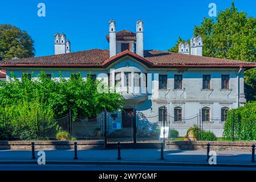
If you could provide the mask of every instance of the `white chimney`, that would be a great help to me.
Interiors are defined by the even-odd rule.
[[[144,57],[143,48],[143,22],[139,20],[137,22],[137,34],[136,34],[136,53]]]
[[[70,42],[66,40],[66,35],[64,34],[56,34],[55,35],[55,54],[61,55],[70,52]]]
[[[178,44],[178,53],[189,55],[189,44],[187,42],[185,42],[185,44],[183,42],[181,42],[180,44]]]
[[[202,56],[202,38],[201,36],[191,38],[190,47],[192,55]]]
[[[109,56],[110,57],[116,55],[116,22],[112,19],[109,21]]]

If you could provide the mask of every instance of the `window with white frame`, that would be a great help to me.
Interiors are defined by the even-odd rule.
[[[174,114],[175,122],[182,121],[182,109],[181,107],[176,107]]]

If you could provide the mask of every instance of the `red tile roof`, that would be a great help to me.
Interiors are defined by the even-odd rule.
[[[107,40],[109,42],[109,35],[106,35]],[[124,30],[116,32],[116,40],[136,40],[136,34],[131,32],[127,30]]]
[[[160,67],[256,67],[256,63],[224,59],[197,56],[161,51],[144,51],[144,57],[125,51],[109,58],[108,50],[99,49],[43,57],[23,58],[0,61],[0,67],[52,67],[104,68],[115,60],[129,56],[146,64],[149,68]]]

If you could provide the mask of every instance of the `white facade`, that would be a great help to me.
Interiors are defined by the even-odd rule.
[[[66,40],[65,34],[57,33],[55,34],[54,38],[55,55],[71,52],[70,42]]]
[[[120,58],[117,56],[116,60],[107,68],[10,67],[6,68],[7,80],[10,78],[11,72],[13,72],[21,80],[23,73],[33,72],[34,76],[36,76],[42,71],[54,76],[57,80],[59,79],[59,72],[67,79],[76,73],[80,73],[86,79],[87,75],[91,73],[95,75],[97,79],[103,80],[106,84],[109,80],[108,84],[112,86],[117,84],[117,92],[123,94],[126,100],[124,108],[137,110],[137,127],[139,130],[143,130],[145,126],[153,130],[155,124],[161,122],[159,121],[161,114],[160,111],[164,108],[167,113],[166,121],[169,122],[169,127],[177,130],[180,136],[184,136],[189,127],[198,125],[198,121],[204,119],[202,113],[203,110],[206,110],[206,114],[204,114],[205,116],[208,115],[207,121],[204,121],[204,129],[210,128],[217,136],[222,136],[225,121],[223,110],[243,106],[246,101],[244,94],[245,69],[239,67],[236,67],[237,68],[225,67],[219,68],[212,67],[157,68],[148,66],[144,60],[143,22],[139,20],[136,25],[136,40],[117,41],[115,22],[113,20],[109,22],[109,59],[122,52],[121,48],[123,43],[130,46],[131,53]],[[64,34],[55,35],[55,54],[70,52],[70,43],[66,40]],[[133,53],[135,46],[137,56]],[[192,37],[190,48],[188,43],[180,44],[179,53],[189,55],[190,48],[191,55],[202,56],[202,38]],[[157,59],[161,59],[162,55],[166,54],[160,54]],[[182,57],[186,59],[189,57],[187,56],[183,56],[185,57]],[[178,117],[178,119],[176,113],[177,110],[180,117]],[[110,131],[129,127],[124,126],[125,123],[122,118],[122,113],[116,114],[116,118],[108,115],[108,120],[111,121]],[[111,123],[118,124],[119,127],[113,127]]]

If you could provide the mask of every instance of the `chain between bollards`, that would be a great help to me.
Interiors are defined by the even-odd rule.
[[[74,159],[78,159],[78,142],[75,142],[74,144],[74,148],[75,148],[75,156],[74,157]]]
[[[120,142],[117,143],[117,150],[118,150],[118,156],[117,156],[117,160],[121,160],[121,145],[120,144]]]
[[[207,156],[206,156],[206,162],[209,161],[209,159],[210,159],[210,156],[209,154],[210,153],[210,143],[207,144]]]
[[[31,148],[32,148],[32,159],[35,159],[35,143],[34,142],[31,143]]]
[[[253,144],[251,147],[251,162],[255,163],[255,144]]]
[[[161,160],[164,160],[164,143],[161,143]]]

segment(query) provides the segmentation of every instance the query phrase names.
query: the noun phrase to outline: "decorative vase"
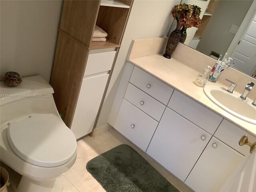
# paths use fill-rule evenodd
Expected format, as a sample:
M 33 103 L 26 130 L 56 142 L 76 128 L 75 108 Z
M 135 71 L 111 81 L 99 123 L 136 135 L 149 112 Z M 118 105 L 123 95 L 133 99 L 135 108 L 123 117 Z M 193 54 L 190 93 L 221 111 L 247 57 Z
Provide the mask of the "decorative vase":
M 171 33 L 168 39 L 165 53 L 163 55 L 166 58 L 171 58 L 172 54 L 178 46 L 180 39 L 180 30 L 182 26 L 177 20 L 176 28 Z
M 182 43 L 184 43 L 186 40 L 186 38 L 187 38 L 187 28 L 185 27 L 182 27 L 180 31 L 180 42 Z

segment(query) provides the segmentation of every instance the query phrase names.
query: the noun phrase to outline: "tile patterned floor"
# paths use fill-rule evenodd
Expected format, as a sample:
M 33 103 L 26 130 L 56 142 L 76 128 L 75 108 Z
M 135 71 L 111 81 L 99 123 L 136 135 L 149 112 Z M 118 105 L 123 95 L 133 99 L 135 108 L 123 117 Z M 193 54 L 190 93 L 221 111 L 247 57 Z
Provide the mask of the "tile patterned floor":
M 104 192 L 101 186 L 87 172 L 86 164 L 94 157 L 121 144 L 126 144 L 132 147 L 180 191 L 193 191 L 151 158 L 111 129 L 99 135 L 92 137 L 86 136 L 78 141 L 76 161 L 72 168 L 60 178 L 63 184 L 62 192 Z

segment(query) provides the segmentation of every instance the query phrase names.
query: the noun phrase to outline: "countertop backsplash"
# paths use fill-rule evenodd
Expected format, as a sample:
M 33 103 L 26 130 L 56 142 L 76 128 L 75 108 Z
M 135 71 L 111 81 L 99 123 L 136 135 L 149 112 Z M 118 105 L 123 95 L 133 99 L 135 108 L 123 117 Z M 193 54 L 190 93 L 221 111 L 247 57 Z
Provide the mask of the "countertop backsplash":
M 164 52 L 167 40 L 168 38 L 165 37 L 134 40 L 128 58 L 131 59 L 162 53 Z M 202 71 L 208 65 L 213 66 L 216 61 L 215 59 L 180 43 L 172 55 L 172 58 L 198 72 Z M 245 86 L 249 82 L 256 84 L 256 79 L 232 68 L 223 71 L 217 81 L 228 86 L 230 84 L 225 80 L 226 79 L 237 83 L 235 90 L 240 93 L 243 92 Z M 253 88 L 248 97 L 254 100 L 255 99 L 256 87 Z

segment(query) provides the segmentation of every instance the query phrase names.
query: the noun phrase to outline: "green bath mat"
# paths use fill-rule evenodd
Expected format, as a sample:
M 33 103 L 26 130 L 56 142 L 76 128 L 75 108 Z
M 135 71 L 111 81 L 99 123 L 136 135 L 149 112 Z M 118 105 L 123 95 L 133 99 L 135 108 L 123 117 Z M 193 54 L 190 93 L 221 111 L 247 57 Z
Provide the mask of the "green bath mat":
M 92 159 L 86 169 L 107 192 L 179 191 L 127 145 Z

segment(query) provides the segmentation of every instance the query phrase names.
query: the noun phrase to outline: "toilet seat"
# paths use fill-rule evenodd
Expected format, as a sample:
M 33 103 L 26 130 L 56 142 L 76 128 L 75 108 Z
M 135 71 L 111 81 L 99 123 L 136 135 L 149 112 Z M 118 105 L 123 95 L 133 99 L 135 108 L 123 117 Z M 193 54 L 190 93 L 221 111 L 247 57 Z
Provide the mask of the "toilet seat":
M 70 161 L 76 152 L 74 136 L 59 117 L 33 114 L 10 123 L 8 142 L 24 160 L 43 167 L 55 167 Z

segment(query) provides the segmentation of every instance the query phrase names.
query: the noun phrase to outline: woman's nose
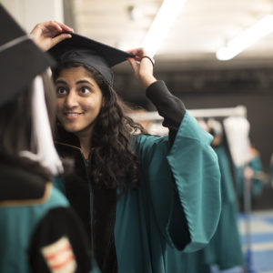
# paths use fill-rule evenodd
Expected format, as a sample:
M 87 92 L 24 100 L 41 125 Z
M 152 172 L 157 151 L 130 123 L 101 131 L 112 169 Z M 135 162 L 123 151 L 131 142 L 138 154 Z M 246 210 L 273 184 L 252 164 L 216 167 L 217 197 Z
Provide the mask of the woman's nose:
M 70 90 L 68 95 L 66 97 L 65 100 L 66 106 L 69 108 L 76 107 L 77 106 L 77 98 L 76 98 L 76 94 L 73 90 Z

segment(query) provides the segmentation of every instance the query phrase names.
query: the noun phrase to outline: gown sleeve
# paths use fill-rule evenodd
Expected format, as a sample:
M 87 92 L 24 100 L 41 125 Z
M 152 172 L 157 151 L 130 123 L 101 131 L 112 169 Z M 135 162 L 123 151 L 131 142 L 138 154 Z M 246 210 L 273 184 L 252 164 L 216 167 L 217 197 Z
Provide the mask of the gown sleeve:
M 34 272 L 90 272 L 85 232 L 71 207 L 51 208 L 36 227 L 28 249 Z
M 168 92 L 160 82 L 156 85 L 159 92 Z M 166 112 L 172 108 L 160 109 L 159 114 Z M 179 124 L 164 117 L 168 124 Z M 142 187 L 169 245 L 192 252 L 204 248 L 216 231 L 221 210 L 220 172 L 210 147 L 212 136 L 187 110 L 180 114 L 177 129 L 171 129 L 173 141 L 169 136 L 138 136 Z

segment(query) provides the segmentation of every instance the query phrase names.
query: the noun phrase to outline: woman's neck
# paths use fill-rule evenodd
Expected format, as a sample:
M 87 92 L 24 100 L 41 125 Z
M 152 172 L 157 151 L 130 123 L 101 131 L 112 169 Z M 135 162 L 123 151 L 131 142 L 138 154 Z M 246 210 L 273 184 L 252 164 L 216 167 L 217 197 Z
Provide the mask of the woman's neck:
M 84 155 L 84 157 L 86 159 L 88 159 L 90 151 L 91 151 L 91 132 L 88 132 L 88 134 L 77 134 L 76 136 L 79 139 L 80 145 L 81 145 L 81 151 Z

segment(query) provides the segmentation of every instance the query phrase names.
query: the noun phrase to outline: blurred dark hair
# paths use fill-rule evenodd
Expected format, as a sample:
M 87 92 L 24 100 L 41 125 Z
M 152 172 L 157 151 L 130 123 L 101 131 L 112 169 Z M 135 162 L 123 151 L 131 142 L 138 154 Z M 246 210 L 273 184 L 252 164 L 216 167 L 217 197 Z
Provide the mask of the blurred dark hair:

*What you are asked to do*:
Display each line of the rows above that contains the string "tile", copying the whole line. Treat the match as case-sensitive.

*Answer to this problem*:
If you could provide the mask of every instance of the `red tile roof`, that would be a great help to me.
query: the noun phrase to outline: "tile patterned floor"
Provide the mask of the "tile patterned floor":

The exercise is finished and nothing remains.